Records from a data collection
-------

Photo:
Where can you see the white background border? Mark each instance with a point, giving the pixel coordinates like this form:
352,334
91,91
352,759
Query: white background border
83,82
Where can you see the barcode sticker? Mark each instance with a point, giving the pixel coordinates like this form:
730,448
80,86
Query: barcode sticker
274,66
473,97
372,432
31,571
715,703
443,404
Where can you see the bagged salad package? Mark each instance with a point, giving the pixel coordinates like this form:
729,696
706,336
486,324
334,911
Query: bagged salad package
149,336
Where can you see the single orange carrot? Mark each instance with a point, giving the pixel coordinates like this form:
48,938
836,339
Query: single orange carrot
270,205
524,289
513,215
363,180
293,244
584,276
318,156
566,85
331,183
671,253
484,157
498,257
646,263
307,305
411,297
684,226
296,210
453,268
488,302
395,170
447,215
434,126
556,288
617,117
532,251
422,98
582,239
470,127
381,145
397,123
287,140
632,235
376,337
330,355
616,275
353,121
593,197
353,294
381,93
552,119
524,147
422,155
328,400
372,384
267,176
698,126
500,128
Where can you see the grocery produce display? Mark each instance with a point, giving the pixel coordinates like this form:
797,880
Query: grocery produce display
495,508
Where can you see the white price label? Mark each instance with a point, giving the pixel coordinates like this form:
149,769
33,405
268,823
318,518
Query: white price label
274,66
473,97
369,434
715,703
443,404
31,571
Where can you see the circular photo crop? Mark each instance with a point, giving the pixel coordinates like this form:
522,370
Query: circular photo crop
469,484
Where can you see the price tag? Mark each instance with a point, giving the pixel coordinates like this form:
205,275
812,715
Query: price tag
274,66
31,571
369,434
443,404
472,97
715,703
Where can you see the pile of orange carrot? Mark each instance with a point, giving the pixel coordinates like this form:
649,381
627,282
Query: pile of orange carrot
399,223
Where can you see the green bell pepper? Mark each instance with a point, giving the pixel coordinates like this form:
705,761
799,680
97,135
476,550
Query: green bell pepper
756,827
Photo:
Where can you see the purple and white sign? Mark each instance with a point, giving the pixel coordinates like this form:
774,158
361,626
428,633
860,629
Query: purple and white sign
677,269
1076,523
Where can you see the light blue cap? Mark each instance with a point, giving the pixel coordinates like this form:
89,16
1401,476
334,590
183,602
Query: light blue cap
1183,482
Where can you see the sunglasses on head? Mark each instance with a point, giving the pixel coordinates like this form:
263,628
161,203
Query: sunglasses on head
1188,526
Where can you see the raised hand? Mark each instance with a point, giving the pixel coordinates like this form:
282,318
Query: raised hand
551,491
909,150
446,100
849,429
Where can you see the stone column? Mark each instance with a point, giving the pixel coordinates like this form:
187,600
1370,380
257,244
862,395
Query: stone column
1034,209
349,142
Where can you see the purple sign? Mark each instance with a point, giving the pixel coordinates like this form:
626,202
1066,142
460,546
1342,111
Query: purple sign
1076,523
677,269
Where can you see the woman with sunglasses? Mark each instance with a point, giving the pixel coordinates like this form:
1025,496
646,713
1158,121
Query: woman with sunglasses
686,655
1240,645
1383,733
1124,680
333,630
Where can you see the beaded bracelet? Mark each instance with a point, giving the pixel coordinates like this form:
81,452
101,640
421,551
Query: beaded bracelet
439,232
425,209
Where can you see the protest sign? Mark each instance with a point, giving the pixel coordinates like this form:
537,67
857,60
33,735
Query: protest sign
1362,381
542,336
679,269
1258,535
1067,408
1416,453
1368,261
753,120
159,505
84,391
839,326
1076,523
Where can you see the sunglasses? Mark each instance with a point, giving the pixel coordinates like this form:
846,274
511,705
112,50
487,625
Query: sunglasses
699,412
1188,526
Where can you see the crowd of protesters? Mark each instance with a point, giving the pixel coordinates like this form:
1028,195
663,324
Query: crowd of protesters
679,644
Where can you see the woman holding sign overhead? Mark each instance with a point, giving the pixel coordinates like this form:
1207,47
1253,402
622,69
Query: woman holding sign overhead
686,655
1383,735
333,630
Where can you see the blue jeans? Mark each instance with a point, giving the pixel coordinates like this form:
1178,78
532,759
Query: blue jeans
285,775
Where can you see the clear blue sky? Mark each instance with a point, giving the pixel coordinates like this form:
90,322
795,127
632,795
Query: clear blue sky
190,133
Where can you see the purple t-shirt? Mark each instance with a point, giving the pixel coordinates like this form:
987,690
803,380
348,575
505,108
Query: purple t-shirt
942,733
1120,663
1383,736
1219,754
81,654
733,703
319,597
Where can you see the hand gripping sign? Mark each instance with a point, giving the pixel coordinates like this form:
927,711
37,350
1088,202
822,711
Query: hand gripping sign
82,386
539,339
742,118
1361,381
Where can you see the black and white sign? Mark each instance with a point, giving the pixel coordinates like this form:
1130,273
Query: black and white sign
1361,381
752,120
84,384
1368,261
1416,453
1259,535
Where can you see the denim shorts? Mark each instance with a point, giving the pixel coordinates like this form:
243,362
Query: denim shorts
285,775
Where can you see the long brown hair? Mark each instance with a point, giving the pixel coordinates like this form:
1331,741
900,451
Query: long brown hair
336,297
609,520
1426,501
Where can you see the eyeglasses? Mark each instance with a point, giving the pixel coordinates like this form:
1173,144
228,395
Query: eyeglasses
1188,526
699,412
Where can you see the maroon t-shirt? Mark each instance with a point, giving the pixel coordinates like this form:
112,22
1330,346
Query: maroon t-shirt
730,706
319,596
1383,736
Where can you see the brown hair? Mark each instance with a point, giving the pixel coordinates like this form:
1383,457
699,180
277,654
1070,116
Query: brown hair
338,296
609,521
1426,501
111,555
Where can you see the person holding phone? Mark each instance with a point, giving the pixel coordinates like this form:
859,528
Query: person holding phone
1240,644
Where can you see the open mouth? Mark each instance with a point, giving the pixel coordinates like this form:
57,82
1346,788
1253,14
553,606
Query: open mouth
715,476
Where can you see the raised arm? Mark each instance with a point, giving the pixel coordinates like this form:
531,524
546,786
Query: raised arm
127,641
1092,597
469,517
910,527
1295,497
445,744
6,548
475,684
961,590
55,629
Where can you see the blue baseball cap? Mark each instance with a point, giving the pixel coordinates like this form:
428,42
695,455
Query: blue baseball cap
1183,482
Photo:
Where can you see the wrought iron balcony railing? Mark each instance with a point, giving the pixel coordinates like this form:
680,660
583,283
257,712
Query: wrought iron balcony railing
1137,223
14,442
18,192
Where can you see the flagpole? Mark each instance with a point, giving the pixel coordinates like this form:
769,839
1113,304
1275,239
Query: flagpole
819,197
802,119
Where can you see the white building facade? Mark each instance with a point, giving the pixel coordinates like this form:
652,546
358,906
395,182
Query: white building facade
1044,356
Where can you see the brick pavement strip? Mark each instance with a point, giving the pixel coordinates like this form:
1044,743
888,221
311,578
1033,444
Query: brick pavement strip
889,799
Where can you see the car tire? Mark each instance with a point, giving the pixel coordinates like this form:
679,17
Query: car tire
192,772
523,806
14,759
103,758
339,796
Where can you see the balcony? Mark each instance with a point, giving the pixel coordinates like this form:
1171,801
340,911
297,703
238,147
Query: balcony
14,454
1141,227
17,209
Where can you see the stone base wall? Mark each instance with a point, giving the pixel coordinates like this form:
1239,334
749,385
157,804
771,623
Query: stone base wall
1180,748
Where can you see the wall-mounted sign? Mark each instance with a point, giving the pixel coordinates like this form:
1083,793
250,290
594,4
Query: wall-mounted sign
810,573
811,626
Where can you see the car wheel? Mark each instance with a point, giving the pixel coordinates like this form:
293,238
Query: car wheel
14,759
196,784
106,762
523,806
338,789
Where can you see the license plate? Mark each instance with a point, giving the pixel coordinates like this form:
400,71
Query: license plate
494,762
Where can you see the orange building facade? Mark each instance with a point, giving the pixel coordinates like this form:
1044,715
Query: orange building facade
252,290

-------

EXERCISE:
Your answer must be an exact copy of every record.

TASK RESULT:
Photo:
Where can you see the white background border? Mark each instance with a point, giving the pixel coordinates like this form:
352,334
91,91
352,759
Query: white background border
83,82
Where can you see the barcode sticker? Mark each instance with a point, giving the pixel coordinates like this form:
730,448
80,86
Query: barcode sticker
274,66
473,97
372,432
31,571
715,703
443,404
Where can you see the bagged salad package? Mark each instance with a point, giving the pixel coordinates like this form:
729,696
706,336
486,324
334,911
Query: bagged salad package
149,336
Where can you see the single orange carrot? Mark each instance with a point, giving the pixel coordinates like this form:
48,938
836,339
Query: single orange carrot
270,205
524,289
513,215
363,180
293,244
584,276
318,156
566,85
331,183
671,253
484,157
498,257
646,263
307,305
411,297
684,226
296,210
453,268
488,302
395,170
447,215
434,126
556,288
617,117
532,251
422,98
582,239
470,127
381,145
397,123
287,140
632,235
376,337
330,355
616,275
353,121
593,197
353,294
381,93
552,119
524,147
422,155
328,400
372,384
267,176
698,126
500,128
Where can you see the grocery produce display? Mark each instance with a point, giving the pixel coordinates like this form:
797,880
Query: grocery produce display
495,508
Where can you see the white price label? Mark each instance with a point, giving the pixel coordinates like this form:
149,769
33,405
268,823
318,518
Query: white price label
274,66
473,97
369,434
715,703
443,404
31,571
Where can you see the circular photo crop? Mark each instance with a point, giving the pixel coordinates like this form:
522,370
Query: circular photo crop
469,484
Where can you see the price tag? Mark each instance with a point, giving the pixel coordinates like this form:
205,275
812,715
Query: price tag
274,66
31,571
369,434
443,404
472,97
715,703
Where can you see the pile of orange carrot? Mark each instance with a point, giving the pixel coordinates like this form:
649,381
627,282
Query: pile of orange carrot
399,223
Where can you see the green bell pepper? Mark each instance with a point, giving the pixel coordinates like this form:
705,761
799,680
97,135
476,550
Query: green bell pepper
756,827
Photo:
Where can you see the purple and white sign? Mark each instance with a point, giving the pixel coordinates like this form:
774,158
361,626
428,633
860,629
Query: purple and white sign
677,269
1076,523
Where can you see the light blue cap? Mark each instance with a point, giving the pixel coordinates like this form:
89,16
1401,476
334,590
183,602
Query: light blue cap
1183,482
Where can you see the sunglasses on head? Mark each instance with a point, giving the pixel coordinates like this form:
263,628
161,203
Query: sunglasses on head
1188,526
Where can you see the raised hand? Mark each instance with a point, giving the pixel coordinates like this form:
282,318
Query: raised hand
551,491
909,150
446,100
849,429
Where can you see the stone column? Mark each instance with a point, giving the pixel coordinates like this form:
187,600
1370,380
257,244
862,395
Query: stone column
1034,209
349,142
Where can you see the purple sign? Mark each instance with a point, giving the pixel coordinates like this form:
626,202
1066,142
460,546
1342,111
Query: purple sign
1076,523
677,269
Where can you see the woman with sunglasses? Mark each instance with a point, giving the pixel coordinates like this form:
1025,496
646,713
1158,121
Query: woman with sunglasses
686,655
1240,645
1383,733
1124,680
333,630
Where can you see the beaded bracelet? Mark each instance with a point, giving the pixel coordinates like this form:
81,452
101,640
421,551
Query: beaded bracelet
439,232
425,209
Where can you see the protest sign? Mark each instance with a point, giving the pixel coordinates like this form:
537,67
857,60
33,735
Query: protest sign
1362,381
542,336
679,269
1258,535
1067,408
1416,453
1368,261
753,120
159,505
84,391
839,326
1076,523
Where can you see the sunglasses? Mark each instance with a point, giving the pixel coordinates like this form:
846,274
511,705
112,50
487,625
Query: sunglasses
699,412
1188,526
Where can you see the crowd of protesters? Mark each instance with a point, giving the pixel coordinates like this form:
1028,195
663,324
Query: crowd of protesters
679,644
Where can you see the woman holding sign overhead? Mark each instance with a point, giving the pixel coordinates like this form:
1207,47
1253,402
622,69
Query: woman holding sign overhead
686,655
1383,735
333,630
Where can you see the blue jeans? Mark each instance with a point, giving the pixel coordinates like this form:
1178,78
532,759
Query: blue jeans
285,775
Where can you see the clear blue sky? Mark each instance with a point, giving the pixel coordinates like this form:
90,322
795,127
632,795
Query: clear blue sky
190,133
Where can you see the purple t-shirt? Mark each instance with a point, giving the pixel coordinates like this form:
987,690
803,380
348,575
505,108
Query: purple t-shirt
942,733
1120,663
1383,736
1219,754
81,654
733,703
319,597
Where can you see the hand gripping sign? Mark each instance with a point, giving the pixel coordinates like this form:
927,711
37,350
1088,202
822,711
Query: hand gripping sign
82,386
539,339
742,118
1361,381
Where can you see the black and white sign? Mark each instance with a point, giving the pixel coordinates like this form:
1130,273
Query: black and white sign
1361,381
752,120
84,384
1368,261
1416,453
1259,535
Where can you see the denim shorts? Mark each instance with a point, giving the pixel coordinates like this form:
243,362
Query: denim shorts
285,775
Where can you see the long brown hair? Mark each instance with a point, giving the pixel coordinates like this form:
1331,741
900,451
Query: long brown hair
336,297
609,520
1426,501
Where can you see the eyeglasses? Mark each instance with a point, giving the pixel coordinates like this form:
1173,144
228,395
Query: eyeglasses
1188,526
699,412
Where can you see the maroon t-shirt? Mark each instance with a point, giving the pixel coordinates like this form:
112,22
1330,346
Query: maroon t-shirt
730,706
319,596
1383,736
Where can you see the brown hair? Mark each instance with a point, giving the pixel coordinates like this form:
1383,457
699,180
277,654
1070,116
Query: brown hair
338,296
609,521
1426,501
111,555
Where can you see the person holding phone? Mark each instance with a point, giving the pixel coordinates like this form:
859,528
Query: person holding phone
1240,644
Where can you see the open mouth? Mark each instance with a point, giving the pixel coordinates like this form:
57,82
1346,788
1253,14
553,606
Query: open mouth
715,476
Where can you see the raised arm? Mark each instance with a point, giving the pixel coordinates like this form:
531,524
546,786
Query: raised arm
127,641
1092,597
469,517
910,527
1295,497
445,744
6,548
475,684
961,590
55,629
Where can you see the blue baseball cap? Mark each instance with a point, giving the pixel coordinates like this form:
428,42
695,455
Query: blue baseball cap
1183,482
Photo:
Where can you see the wrought iron balcony railing? Mark each instance with a point, giving the pixel coordinates like this form:
680,660
583,283
257,712
Query: wrought iron balcony railing
1137,223
14,442
18,192
Where can you see the flagpole? Mark each instance with a point, giving the pixel coordinates like this form:
769,839
1113,304
1275,239
Query: flagpole
819,197
802,119
Where can you see the white building facade? Mark each instance with a point, giving the pixel coordinates like this form:
652,546
358,906
395,182
Query: white building facade
1044,356
Where can you see the brick pavement strip? Mark each instance with a point, giving the pixel coordinates like this form:
1044,743
888,221
311,578
1033,444
Query: brick pavement strip
889,799
Where can you see the car tire? Mark each instance with a point, giving the pixel coordinates like this form:
679,17
Query: car tire
192,772
523,806
14,759
103,758
339,796
Where can you see the balcony? Mark each instance with a point, giving the pixel coordinates like this form:
1171,801
340,911
297,703
238,147
Query: balcony
14,454
1141,227
17,209
Where can you see the stone base wall? Mark each instance with a point, giving the pixel coordinates like this form:
1239,334
749,385
157,804
771,623
Query: stone base wall
1180,748
Where can you see the wall-mounted sign? Mark each instance with a point, giving the pixel coordinates like this form:
1083,793
250,290
594,4
Query: wall-mounted sign
810,573
811,626
Where can you see the car wheel? Mark each instance with a point, giving the pixel coordinates like this form:
293,238
Query: car wheel
14,759
196,784
106,762
523,806
338,789
Where can you see the license plate? Mark each instance with a point, giving the pixel coordinates like this form:
400,71
Query: license plate
494,762
Where can you see the orange building facade? Mark each instance with a point, giving the pixel coordinates like this form:
1044,715
Query: orange building facade
252,290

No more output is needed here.